**DOCUMENT EXCERPT:**
────────────────────────────────────────
The opinion of the court was delivered by: SHAPIRO
Plaintiff Brian C. Duffy ("Duffy"), alleging due process violations under the Fifth and Fourteenth Amendments, filed this action under 42 U.S.C. § 1983 against defendants the Bucks County Adult Probation and Parole Department ("Probation Dept."), probation officer Ventura Vasquez ("Vasquez"), the Bucks County Sheriff's Office ("Sheriff's Office"), Jane Doe, an unidentified employee of the Sheriff's Office and ten John Does, unidentified officers in the Sheriff's Office. The parties agree that Jane Doe and the John Does were actually employees of the Bucks County Correctional Facility (the "Facility"), not the Sheriff's Office.
Defense counsel has provided the real names of Jane Doe and the John Does: Jane Doe is Charmaine Henderson ("Henderson"), an employee of the Facility; the John Does are Officer Mark Nagorski ("Off. Nagorski"), a correctional officer who booked Duffy upon admission to the Facility; Officers Terry Jackson ("Off. Jackson"), Gerrity ("Off. Gerrity"), Christopher Greene ("Off. Greene") and David Hagerity III ("Off. Hagerity"), correctional officers on duty September 30, 1995; Officers David Godin ("Off. Godin"), John Keim ("Off. Keim"), Eugene Ledger ("Off. Ledger") and Ronald Feliciano ("Off. Feliciano"), correctional officers on duty October 1, 1995; and Officers Joseph Cavanaugh ("Off. Cavanaugh") and Colin Burns ("Off. Burns"), correctional officers on duty October 2, 1995 (collectively the "correctional officers").
Defendants have moved to dismiss Duffy's Amended Complaint. For the reasons stated below, defendants' motion will be granted in part and denied in part.
Duffy resides in Trevose, a municipality in Bucks County Pennsylvania. At some time in the past five years, Duffy pled guilty to a criminal misdemeanor and was sentenced by the Bucks County Court of Common Pleas to forty-eight hours confinement in the Facility and ordered to pay court costs and fines. Duffy's sentence did not include a term of probation. (Compl. P 10).
In February, 1995, Vasquez visited Duffy at home and accused Duffy of "violating his probation" by failing to report to Vasquez. (Id. P 11). Duffy informed Vasquez that he had not been placed on probation. The documents concerning the probation violation referred to a Brian Duffy with a different birth date and Social Security number than that of plaintiff Duffy. Duffy showed Vasquez his driver's license with a birth date different than that of the Duffy Vasquez was seeking. (Id. P 12).
Vasquez did not report the confusion between plaintiff Duffy and the other Brian Duffy to the Probation Dept. or correct the Probation Dept.'s computer records to reflect that plaintiff Duffy was not violating any term of probation. (Id. PP 13, 14). Duffy alleges the Probation Dept.'s "policies or customs regarding the maintenance of its computer system ... did not adequately provide for the correction or elimination of false or inaccurate information." (Id. P 14).
────────────────────────────────────────
**SUPPLIED INFORMATION:**

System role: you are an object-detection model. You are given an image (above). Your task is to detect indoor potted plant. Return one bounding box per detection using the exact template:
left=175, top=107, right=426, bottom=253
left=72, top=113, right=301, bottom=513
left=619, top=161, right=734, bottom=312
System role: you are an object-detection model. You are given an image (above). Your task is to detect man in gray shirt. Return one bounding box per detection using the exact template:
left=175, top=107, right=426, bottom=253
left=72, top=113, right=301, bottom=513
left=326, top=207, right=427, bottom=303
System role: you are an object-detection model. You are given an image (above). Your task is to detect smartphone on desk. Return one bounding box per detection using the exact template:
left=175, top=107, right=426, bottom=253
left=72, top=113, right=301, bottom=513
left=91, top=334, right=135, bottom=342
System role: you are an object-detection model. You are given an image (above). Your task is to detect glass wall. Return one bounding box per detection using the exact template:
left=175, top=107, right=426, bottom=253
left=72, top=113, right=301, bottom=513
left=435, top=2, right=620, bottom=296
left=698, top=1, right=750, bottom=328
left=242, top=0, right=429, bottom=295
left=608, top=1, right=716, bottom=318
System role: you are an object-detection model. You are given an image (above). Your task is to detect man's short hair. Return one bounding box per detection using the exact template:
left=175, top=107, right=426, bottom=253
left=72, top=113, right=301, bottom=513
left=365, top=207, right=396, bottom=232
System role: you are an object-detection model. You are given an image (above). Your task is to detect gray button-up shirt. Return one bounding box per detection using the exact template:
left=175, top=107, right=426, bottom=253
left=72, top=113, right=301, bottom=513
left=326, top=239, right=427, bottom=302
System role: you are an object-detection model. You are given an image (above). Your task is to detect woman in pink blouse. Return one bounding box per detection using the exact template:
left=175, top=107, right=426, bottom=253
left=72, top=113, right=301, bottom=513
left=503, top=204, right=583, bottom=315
────────────────────────────────────────
**EXERCISE TASK:** Repeat the court opinion word for word, starting at the words "The opinion of" and stopping after "not the Sheriff's Office.". The rows come from a separate source and have nothing to do with the court opinion.

**RESULT OF THIS EXERCISE:**
The opinion of the court was delivered by: SHAPIRO
Plaintiff Brian C. Duffy ("Duffy"), alleging due process violations under the Fifth and Fourteenth Amendments, filed this action under 42 U.S.C. § 1983 against defendants the Bucks County Adult Probation and Parole Department ("Probation Dept."), probation officer Ventura Vasquez ("Vasquez"), the Bucks County Sheriff's Office ("Sheriff's Office"), Jane Doe, an unidentified employee of the Sheriff's Office and ten John Does, unidentified officers in the Sheriff's Office. The parties agree that Jane Doe and the John Does were actually employees of the Bucks County Correctional Facility (the "Facility"), not the Sheriff's Office.